> Data excerpts:

╭──

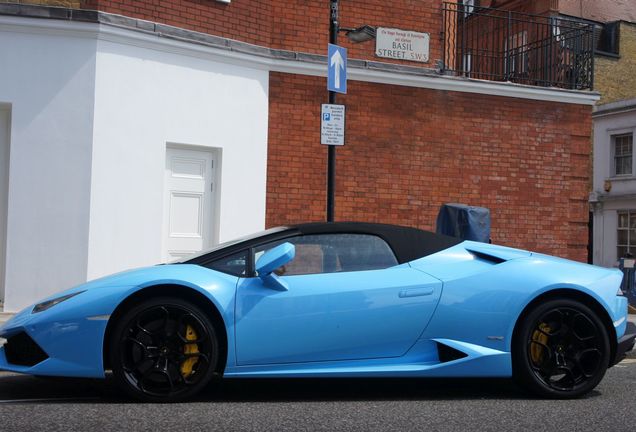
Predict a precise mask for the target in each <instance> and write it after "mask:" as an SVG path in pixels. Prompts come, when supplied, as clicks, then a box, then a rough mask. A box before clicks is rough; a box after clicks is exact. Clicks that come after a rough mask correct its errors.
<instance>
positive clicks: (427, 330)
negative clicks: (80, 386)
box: [0, 241, 627, 377]
mask: <svg viewBox="0 0 636 432" xmlns="http://www.w3.org/2000/svg"><path fill="white" fill-rule="evenodd" d="M621 278H622V274H621V273H620V272H619V271H618V270H613V269H605V268H600V267H595V266H590V265H585V264H579V263H576V262H572V261H568V260H562V259H559V258H554V257H549V256H545V255H540V254H535V253H531V252H527V251H522V250H517V249H511V248H505V247H499V246H493V245H487V244H482V243H475V242H469V241H466V242H462V243H460V244H456V245H455V246H452V247H449V248H447V249H444V250H442V251H439V252H437V253H433V254H431V255H428V256H425V257H423V258H419V259H416V260H412V261H410V262H406V263H403V264H400V265H397V266H395V267H391V268H388V269H384V270H370V271H360V272H349V273H331V274H314V275H302V276H281V277H280V280H283V281H284V284H283V285H284V286H286V287H287V290H281V289H273V288H272V286H269V285H268V284H267V283H266V280H264V279H261V278H259V277H241V278H240V277H238V276H231V275H228V274H225V273H221V272H219V271H215V270H211V269H209V268H205V267H203V266H199V265H193V264H178V265H160V266H154V267H149V268H143V269H138V270H132V271H127V272H123V273H119V274H116V275H113V276H109V277H106V278H102V279H98V280H95V281H92V282H88V283H86V284H82V285H80V286H78V287H75V288H73V289H71V290H68V291H65V292H62V293H60V294H58V295H56V296H53V297H51V298H55V297H58V296H60V295H64V294H67V293H73V292H81V293H80V294H78V295H76V296H74V297H72V298H70V299H68V300H66V301H64V302H62V303H59V304H57V305H55V306H53V307H51V308H50V309H48V310H45V311H43V312H39V313H32V309H33V307H29V308H26V309H25V310H23V311H22V312H20V313H19V314H17V315H16V316H14V317H13V318H12V319H11V320H10V321H8V322H7V323H5V324H4V326H3V327H1V328H0V337H2V338H10V337H11V336H12V335H15V334H18V333H20V332H25V333H27V334H28V335H29V336H30V337H31V338H32V339H33V340H34V341H35V342H36V343H37V344H38V345H40V347H41V348H42V349H43V350H44V351H45V352H46V354H47V355H48V356H49V358H48V359H46V360H44V361H42V362H40V363H38V364H36V365H34V366H30V367H26V366H19V365H15V364H11V363H9V362H8V361H7V357H6V355H5V349H4V348H0V369H2V370H9V371H15V372H22V373H30V374H38V375H54V376H55V375H57V376H76V377H103V376H104V363H103V356H104V343H105V341H104V336H105V331H106V326H107V325H108V324H109V320H110V317H111V316H112V314H113V312H114V311H115V310H116V308H117V307H118V305H120V304H121V303H122V302H123V301H124V300H125V299H126V298H128V297H129V296H131V295H133V294H135V293H136V292H138V291H140V290H143V289H150V290H152V289H153V287H155V286H160V285H178V286H181V287H182V289H184V290H186V289H191V290H195V291H197V292H198V293H201V294H203V295H204V296H205V297H206V298H207V299H209V301H210V304H211V307H212V306H213V307H215V308H216V309H217V310H218V312H219V314H220V316H221V318H222V320H223V323H224V325H225V331H226V336H227V342H228V346H227V361H226V369H225V376H228V377H254V376H259V377H286V376H290V377H291V376H303V377H310V376H334V377H335V376H431V377H441V376H449V377H461V376H501V377H506V376H510V375H511V373H512V366H511V355H510V349H511V340H512V335H513V331H514V327H515V324H516V323H517V320H518V318H519V317H520V316H521V314H522V312H523V310H524V309H525V308H526V307H527V306H528V305H529V304H530V303H531V302H532V301H533V300H534V299H536V298H537V297H538V296H540V295H542V294H544V293H547V292H549V291H552V290H555V289H568V290H575V291H578V292H580V293H583V294H585V295H588V296H589V297H590V298H593V299H594V300H595V301H596V302H598V304H599V305H600V306H602V308H603V309H604V310H605V311H606V313H607V315H608V317H609V318H610V320H611V321H612V323H613V326H614V328H615V331H616V335H615V336H616V338H620V337H621V336H622V335H623V334H624V333H625V327H626V315H627V300H626V298H625V297H621V296H617V295H616V292H617V288H618V286H619V285H620V281H621ZM283 285H281V286H283ZM440 345H444V346H446V347H450V348H452V349H455V350H458V351H460V352H461V353H463V354H464V356H463V357H461V358H457V359H452V360H450V361H442V359H440V355H439V346H440Z"/></svg>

╰──

Copy out every line of the items above word for word, leaving out the pictures.

Predict a precise mask for the target in each <instance> and write it after "mask:" as an SVG path in pixels. Prompts come, when supplied, as clicks, then a box, then a rough mask. A box before clicks is rough; a box after clicks is exact. Clicks that come after a rough mask correct its errors.
<instance>
positive clicks: (427, 330)
negative clicks: (80, 386)
box: [0, 241, 627, 377]
mask: <svg viewBox="0 0 636 432" xmlns="http://www.w3.org/2000/svg"><path fill="white" fill-rule="evenodd" d="M621 278H622V274H621V273H620V272H619V271H618V270H613V269H605V268H600V267H595V266H590V265H585V264H579V263H576V262H572V261H568V260H562V259H559V258H554V257H549V256H545V255H540V254H535V253H531V252H527V251H522V250H517V249H511V248H505V247H499V246H493V245H487V244H482V243H475V242H469V241H466V242H462V243H460V244H456V245H455V246H452V247H449V248H447V249H444V250H442V251H439V252H437V253H433V254H431V255H428V256H425V257H423V258H419V259H416V260H412V261H410V262H406V263H403V264H400V265H397V266H395V267H391V268H388V269H384V270H370V271H360V272H349V273H331V274H314V275H302V276H281V277H280V280H283V281H284V284H283V285H284V286H286V287H287V290H281V289H273V288H272V286H269V285H268V284H267V283H266V280H264V279H261V278H259V277H241V278H240V277H238V276H231V275H228V274H225V273H221V272H219V271H215V270H211V269H209V268H205V267H203V266H199V265H193V264H178V265H160V266H154V267H149V268H143V269H138V270H132V271H127V272H123V273H119V274H116V275H113V276H109V277H106V278H102V279H98V280H95V281H92V282H88V283H86V284H82V285H80V286H78V287H75V288H73V289H71V290H68V291H65V292H62V293H60V294H58V295H56V296H53V297H51V298H55V297H58V296H60V295H64V294H67V293H73V292H81V293H80V294H78V295H76V296H74V297H72V298H70V299H68V300H66V301H64V302H62V303H59V304H57V305H55V306H53V307H51V308H50V309H48V310H45V311H43V312H39V313H32V309H33V307H29V308H26V309H25V310H23V311H22V312H20V313H19V314H17V315H16V316H14V317H13V318H12V319H11V320H10V321H8V322H7V323H5V324H4V326H3V327H1V328H0V337H2V338H10V337H11V336H12V335H15V334H18V333H20V332H25V333H27V334H28V335H29V336H30V337H31V338H32V339H33V340H34V341H35V342H36V343H37V344H38V345H40V347H41V348H42V349H43V350H44V351H45V352H46V354H47V355H48V356H49V358H48V359H46V360H44V361H42V362H40V363H38V364H36V365H34V366H30V367H26V366H19V365H15V364H11V363H9V362H8V361H7V357H6V355H5V349H4V348H0V369H2V370H9V371H15V372H22V373H30V374H38V375H54V376H55V375H57V376H76V377H103V376H104V363H103V356H104V343H105V341H104V336H105V331H106V326H107V325H108V324H109V320H110V317H111V316H112V314H113V312H114V311H115V310H116V308H117V307H118V305H120V304H121V303H122V302H123V301H124V300H125V299H126V298H128V297H129V296H131V295H133V294H135V293H136V292H138V291H140V290H143V289H150V290H152V289H153V287H155V286H160V285H178V286H181V287H182V289H184V290H186V289H191V290H195V291H197V292H198V293H201V294H203V295H204V296H205V297H206V298H207V299H209V301H210V304H211V307H212V306H213V307H215V308H216V309H217V310H218V312H219V314H220V316H221V318H222V320H223V323H224V325H225V331H226V336H227V342H228V346H227V361H226V369H225V376H228V377H254V376H259V377H286V376H290V377H291V376H303V377H310V376H334V377H335V376H431V377H441V376H449V377H461V376H501V377H506V376H510V375H511V373H512V366H511V355H510V349H511V340H512V335H513V331H514V327H515V324H516V323H517V320H518V318H519V317H520V316H521V314H522V312H523V310H524V309H525V308H526V307H527V306H528V305H529V304H530V303H531V302H532V301H533V300H534V299H536V298H537V297H538V296H540V295H542V294H544V293H547V292H549V291H552V290H555V289H568V290H575V291H578V292H580V293H583V294H585V295H588V296H589V297H590V298H593V299H594V300H595V301H596V302H598V304H599V305H600V306H602V308H603V309H604V310H605V311H606V313H607V315H608V317H609V318H610V320H611V321H612V323H613V326H614V328H615V331H616V335H615V336H616V338H620V337H621V336H622V335H623V334H624V333H625V327H626V315H627V300H626V298H625V297H621V296H617V295H616V292H617V288H618V286H619V285H620V281H621ZM283 285H281V286H283ZM440 345H444V346H446V347H450V348H452V349H455V350H458V351H460V352H461V353H463V354H464V356H463V357H461V358H457V359H452V360H450V361H442V359H440V355H439V346H440Z"/></svg>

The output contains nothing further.